* [TASK INSTRUCTIONS] Copy out only those lines running from the line with "For the benchmark, mark every instance of the photographer" to the end of the listing, keeping each one exactly as it is.

* [DATASET EXCERPTS]
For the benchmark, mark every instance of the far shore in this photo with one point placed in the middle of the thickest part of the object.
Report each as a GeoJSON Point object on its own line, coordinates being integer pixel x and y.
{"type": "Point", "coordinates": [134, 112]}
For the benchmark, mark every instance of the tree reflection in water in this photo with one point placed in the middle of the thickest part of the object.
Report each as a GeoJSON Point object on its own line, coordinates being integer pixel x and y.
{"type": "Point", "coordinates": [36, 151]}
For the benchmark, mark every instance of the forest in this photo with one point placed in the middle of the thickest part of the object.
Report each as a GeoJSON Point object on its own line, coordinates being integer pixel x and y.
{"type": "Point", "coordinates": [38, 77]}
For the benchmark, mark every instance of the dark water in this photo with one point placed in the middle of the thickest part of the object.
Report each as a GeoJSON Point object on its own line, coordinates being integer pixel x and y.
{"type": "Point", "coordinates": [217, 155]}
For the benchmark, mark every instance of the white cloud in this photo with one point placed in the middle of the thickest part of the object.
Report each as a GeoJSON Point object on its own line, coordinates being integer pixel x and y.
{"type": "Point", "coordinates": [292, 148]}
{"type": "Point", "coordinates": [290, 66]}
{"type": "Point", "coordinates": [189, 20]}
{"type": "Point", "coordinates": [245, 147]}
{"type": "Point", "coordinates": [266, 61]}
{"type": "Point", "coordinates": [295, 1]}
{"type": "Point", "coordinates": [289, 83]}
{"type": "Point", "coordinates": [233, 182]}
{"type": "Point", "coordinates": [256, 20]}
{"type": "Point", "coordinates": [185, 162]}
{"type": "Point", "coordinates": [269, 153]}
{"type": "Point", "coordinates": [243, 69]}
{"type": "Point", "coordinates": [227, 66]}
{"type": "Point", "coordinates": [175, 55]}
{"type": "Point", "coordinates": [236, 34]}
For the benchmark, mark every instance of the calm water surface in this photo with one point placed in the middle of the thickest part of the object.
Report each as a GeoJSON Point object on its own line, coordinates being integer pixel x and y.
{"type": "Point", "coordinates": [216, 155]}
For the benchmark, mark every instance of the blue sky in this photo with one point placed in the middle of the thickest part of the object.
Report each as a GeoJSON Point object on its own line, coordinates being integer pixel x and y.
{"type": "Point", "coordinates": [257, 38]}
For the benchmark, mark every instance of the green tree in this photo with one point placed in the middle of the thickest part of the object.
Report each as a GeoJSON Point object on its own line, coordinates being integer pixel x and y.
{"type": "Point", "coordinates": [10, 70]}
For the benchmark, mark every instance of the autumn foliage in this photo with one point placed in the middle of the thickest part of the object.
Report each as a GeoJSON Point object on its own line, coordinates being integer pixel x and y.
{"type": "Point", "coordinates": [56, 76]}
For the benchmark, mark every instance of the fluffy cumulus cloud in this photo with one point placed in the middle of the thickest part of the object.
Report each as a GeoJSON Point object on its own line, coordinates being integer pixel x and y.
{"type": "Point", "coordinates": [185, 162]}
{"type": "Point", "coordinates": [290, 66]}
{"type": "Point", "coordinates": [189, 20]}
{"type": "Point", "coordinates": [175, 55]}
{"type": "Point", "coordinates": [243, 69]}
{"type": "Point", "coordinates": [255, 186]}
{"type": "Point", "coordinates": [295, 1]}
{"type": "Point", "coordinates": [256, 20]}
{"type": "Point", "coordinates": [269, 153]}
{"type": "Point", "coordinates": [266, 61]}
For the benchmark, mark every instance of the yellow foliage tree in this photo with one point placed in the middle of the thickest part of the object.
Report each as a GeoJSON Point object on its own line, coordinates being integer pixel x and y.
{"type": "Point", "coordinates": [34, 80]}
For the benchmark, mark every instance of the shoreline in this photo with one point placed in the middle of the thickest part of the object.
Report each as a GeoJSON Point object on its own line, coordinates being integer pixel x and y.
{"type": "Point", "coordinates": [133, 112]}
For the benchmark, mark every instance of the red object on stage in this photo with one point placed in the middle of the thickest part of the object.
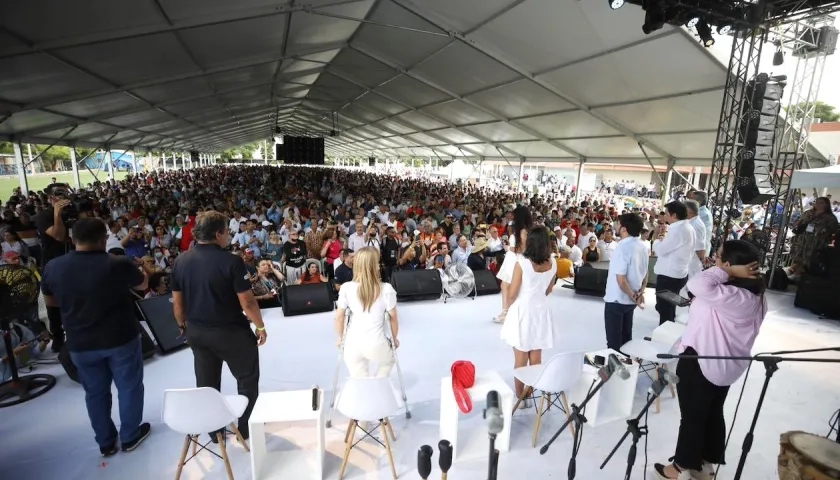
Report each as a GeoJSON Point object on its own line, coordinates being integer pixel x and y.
{"type": "Point", "coordinates": [463, 377]}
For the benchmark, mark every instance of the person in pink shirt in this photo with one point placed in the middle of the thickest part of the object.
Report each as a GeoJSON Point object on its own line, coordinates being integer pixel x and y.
{"type": "Point", "coordinates": [726, 314]}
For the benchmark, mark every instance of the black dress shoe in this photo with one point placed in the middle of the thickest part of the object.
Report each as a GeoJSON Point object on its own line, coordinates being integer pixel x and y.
{"type": "Point", "coordinates": [109, 450]}
{"type": "Point", "coordinates": [145, 430]}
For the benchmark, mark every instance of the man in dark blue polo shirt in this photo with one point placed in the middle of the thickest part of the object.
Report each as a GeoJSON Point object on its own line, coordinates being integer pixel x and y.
{"type": "Point", "coordinates": [90, 287]}
{"type": "Point", "coordinates": [210, 289]}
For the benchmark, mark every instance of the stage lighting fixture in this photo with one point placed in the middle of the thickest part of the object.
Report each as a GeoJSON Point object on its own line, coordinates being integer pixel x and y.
{"type": "Point", "coordinates": [654, 19]}
{"type": "Point", "coordinates": [705, 34]}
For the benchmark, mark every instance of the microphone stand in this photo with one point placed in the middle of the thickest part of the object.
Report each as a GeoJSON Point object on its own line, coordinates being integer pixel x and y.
{"type": "Point", "coordinates": [635, 430]}
{"type": "Point", "coordinates": [771, 365]}
{"type": "Point", "coordinates": [577, 417]}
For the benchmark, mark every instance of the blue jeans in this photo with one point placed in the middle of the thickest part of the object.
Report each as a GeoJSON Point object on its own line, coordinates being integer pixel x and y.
{"type": "Point", "coordinates": [97, 369]}
{"type": "Point", "coordinates": [618, 321]}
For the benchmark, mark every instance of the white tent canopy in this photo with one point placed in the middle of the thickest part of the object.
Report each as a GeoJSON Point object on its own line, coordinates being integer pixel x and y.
{"type": "Point", "coordinates": [828, 177]}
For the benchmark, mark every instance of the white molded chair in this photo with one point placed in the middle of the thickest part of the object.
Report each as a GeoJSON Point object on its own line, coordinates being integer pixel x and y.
{"type": "Point", "coordinates": [366, 400]}
{"type": "Point", "coordinates": [555, 377]}
{"type": "Point", "coordinates": [194, 411]}
{"type": "Point", "coordinates": [664, 339]}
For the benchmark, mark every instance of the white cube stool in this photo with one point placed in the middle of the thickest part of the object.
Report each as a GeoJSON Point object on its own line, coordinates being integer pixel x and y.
{"type": "Point", "coordinates": [614, 401]}
{"type": "Point", "coordinates": [450, 413]}
{"type": "Point", "coordinates": [291, 406]}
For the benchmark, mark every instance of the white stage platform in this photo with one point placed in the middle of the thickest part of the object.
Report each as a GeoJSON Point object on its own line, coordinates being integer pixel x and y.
{"type": "Point", "coordinates": [50, 437]}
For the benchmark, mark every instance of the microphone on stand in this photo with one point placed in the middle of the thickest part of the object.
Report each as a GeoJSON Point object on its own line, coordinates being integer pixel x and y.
{"type": "Point", "coordinates": [424, 461]}
{"type": "Point", "coordinates": [493, 413]}
{"type": "Point", "coordinates": [444, 458]}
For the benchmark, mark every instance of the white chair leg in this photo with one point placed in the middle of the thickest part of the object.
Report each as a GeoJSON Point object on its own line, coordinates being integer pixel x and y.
{"type": "Point", "coordinates": [181, 461]}
{"type": "Point", "coordinates": [223, 449]}
{"type": "Point", "coordinates": [351, 432]}
{"type": "Point", "coordinates": [239, 438]}
{"type": "Point", "coordinates": [388, 449]}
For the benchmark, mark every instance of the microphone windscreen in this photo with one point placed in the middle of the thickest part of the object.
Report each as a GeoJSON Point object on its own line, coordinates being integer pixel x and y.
{"type": "Point", "coordinates": [444, 455]}
{"type": "Point", "coordinates": [424, 461]}
{"type": "Point", "coordinates": [617, 367]}
{"type": "Point", "coordinates": [493, 399]}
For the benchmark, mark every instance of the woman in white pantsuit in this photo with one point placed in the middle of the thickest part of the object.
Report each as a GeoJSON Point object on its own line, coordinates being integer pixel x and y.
{"type": "Point", "coordinates": [522, 222]}
{"type": "Point", "coordinates": [368, 300]}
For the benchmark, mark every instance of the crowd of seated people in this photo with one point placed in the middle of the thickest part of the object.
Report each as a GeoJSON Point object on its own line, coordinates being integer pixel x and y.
{"type": "Point", "coordinates": [299, 225]}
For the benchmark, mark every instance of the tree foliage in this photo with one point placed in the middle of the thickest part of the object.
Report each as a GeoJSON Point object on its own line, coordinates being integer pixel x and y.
{"type": "Point", "coordinates": [822, 111]}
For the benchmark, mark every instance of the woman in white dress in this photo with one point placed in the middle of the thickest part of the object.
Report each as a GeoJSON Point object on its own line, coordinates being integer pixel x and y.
{"type": "Point", "coordinates": [530, 327]}
{"type": "Point", "coordinates": [367, 299]}
{"type": "Point", "coordinates": [516, 244]}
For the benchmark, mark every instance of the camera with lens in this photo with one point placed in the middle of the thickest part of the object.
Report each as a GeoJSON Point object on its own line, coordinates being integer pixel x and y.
{"type": "Point", "coordinates": [78, 203]}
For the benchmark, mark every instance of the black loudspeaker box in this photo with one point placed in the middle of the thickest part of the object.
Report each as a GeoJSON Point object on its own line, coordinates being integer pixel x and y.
{"type": "Point", "coordinates": [818, 295]}
{"type": "Point", "coordinates": [416, 285]}
{"type": "Point", "coordinates": [304, 299]}
{"type": "Point", "coordinates": [591, 281]}
{"type": "Point", "coordinates": [159, 315]}
{"type": "Point", "coordinates": [486, 283]}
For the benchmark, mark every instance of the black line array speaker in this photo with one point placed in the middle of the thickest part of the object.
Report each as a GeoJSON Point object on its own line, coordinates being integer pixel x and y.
{"type": "Point", "coordinates": [591, 281]}
{"type": "Point", "coordinates": [302, 150]}
{"type": "Point", "coordinates": [486, 283]}
{"type": "Point", "coordinates": [304, 299]}
{"type": "Point", "coordinates": [416, 285]}
{"type": "Point", "coordinates": [160, 318]}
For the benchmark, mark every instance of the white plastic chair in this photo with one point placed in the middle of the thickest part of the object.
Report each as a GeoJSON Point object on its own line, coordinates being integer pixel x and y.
{"type": "Point", "coordinates": [368, 400]}
{"type": "Point", "coordinates": [664, 339]}
{"type": "Point", "coordinates": [555, 377]}
{"type": "Point", "coordinates": [193, 411]}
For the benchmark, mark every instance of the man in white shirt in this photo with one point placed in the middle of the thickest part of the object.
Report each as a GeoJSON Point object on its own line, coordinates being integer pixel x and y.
{"type": "Point", "coordinates": [626, 281]}
{"type": "Point", "coordinates": [699, 257]}
{"type": "Point", "coordinates": [608, 245]}
{"type": "Point", "coordinates": [357, 240]}
{"type": "Point", "coordinates": [674, 253]}
{"type": "Point", "coordinates": [585, 234]}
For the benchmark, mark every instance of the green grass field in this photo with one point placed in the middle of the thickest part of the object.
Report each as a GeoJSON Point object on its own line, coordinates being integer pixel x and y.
{"type": "Point", "coordinates": [41, 180]}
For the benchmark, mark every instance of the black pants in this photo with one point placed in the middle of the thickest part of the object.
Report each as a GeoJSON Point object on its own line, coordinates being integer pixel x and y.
{"type": "Point", "coordinates": [236, 346]}
{"type": "Point", "coordinates": [702, 427]}
{"type": "Point", "coordinates": [618, 321]}
{"type": "Point", "coordinates": [667, 310]}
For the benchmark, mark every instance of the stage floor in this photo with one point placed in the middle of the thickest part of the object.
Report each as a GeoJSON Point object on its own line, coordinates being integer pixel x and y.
{"type": "Point", "coordinates": [50, 437]}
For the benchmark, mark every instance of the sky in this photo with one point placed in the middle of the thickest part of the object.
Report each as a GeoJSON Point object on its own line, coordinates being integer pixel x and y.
{"type": "Point", "coordinates": [829, 91]}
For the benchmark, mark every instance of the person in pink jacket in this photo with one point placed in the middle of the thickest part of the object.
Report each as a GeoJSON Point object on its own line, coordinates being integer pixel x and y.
{"type": "Point", "coordinates": [726, 314]}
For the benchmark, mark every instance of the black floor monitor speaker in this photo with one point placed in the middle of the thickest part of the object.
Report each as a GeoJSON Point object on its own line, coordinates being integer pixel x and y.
{"type": "Point", "coordinates": [304, 299]}
{"type": "Point", "coordinates": [159, 315]}
{"type": "Point", "coordinates": [416, 285]}
{"type": "Point", "coordinates": [591, 281]}
{"type": "Point", "coordinates": [486, 283]}
{"type": "Point", "coordinates": [818, 295]}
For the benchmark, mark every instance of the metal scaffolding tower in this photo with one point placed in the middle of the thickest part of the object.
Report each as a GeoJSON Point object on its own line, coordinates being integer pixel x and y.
{"type": "Point", "coordinates": [801, 40]}
{"type": "Point", "coordinates": [743, 65]}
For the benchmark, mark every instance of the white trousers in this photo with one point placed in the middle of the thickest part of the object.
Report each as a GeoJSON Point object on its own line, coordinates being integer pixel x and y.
{"type": "Point", "coordinates": [359, 354]}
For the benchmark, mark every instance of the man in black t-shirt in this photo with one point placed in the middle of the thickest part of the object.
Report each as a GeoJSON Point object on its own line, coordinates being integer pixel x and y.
{"type": "Point", "coordinates": [344, 272]}
{"type": "Point", "coordinates": [294, 256]}
{"type": "Point", "coordinates": [390, 252]}
{"type": "Point", "coordinates": [55, 242]}
{"type": "Point", "coordinates": [210, 291]}
{"type": "Point", "coordinates": [89, 287]}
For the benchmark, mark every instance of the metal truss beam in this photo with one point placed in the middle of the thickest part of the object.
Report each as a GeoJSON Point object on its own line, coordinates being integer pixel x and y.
{"type": "Point", "coordinates": [743, 66]}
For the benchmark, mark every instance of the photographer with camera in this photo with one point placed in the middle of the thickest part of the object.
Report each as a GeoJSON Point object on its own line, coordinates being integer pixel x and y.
{"type": "Point", "coordinates": [54, 225]}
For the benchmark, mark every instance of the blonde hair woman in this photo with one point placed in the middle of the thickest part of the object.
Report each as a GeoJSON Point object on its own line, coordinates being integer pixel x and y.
{"type": "Point", "coordinates": [367, 299]}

* [COMPLETE RESPONSE]
For the benchmark, mark every instance of the photographer with camera in this photo with one point placed in the middle of the thickest part of the object.
Report each as a GeoJSON Point object on its own line, coordinates being integer pixel x and y.
{"type": "Point", "coordinates": [54, 225]}
For the benchmark, mark every instance of the blonde hair woman in this photo with one point placed in the middle of the thickest part of the object.
Report each as a GeoJSON Point object on its own line, coordinates being integer pixel x and y.
{"type": "Point", "coordinates": [367, 299]}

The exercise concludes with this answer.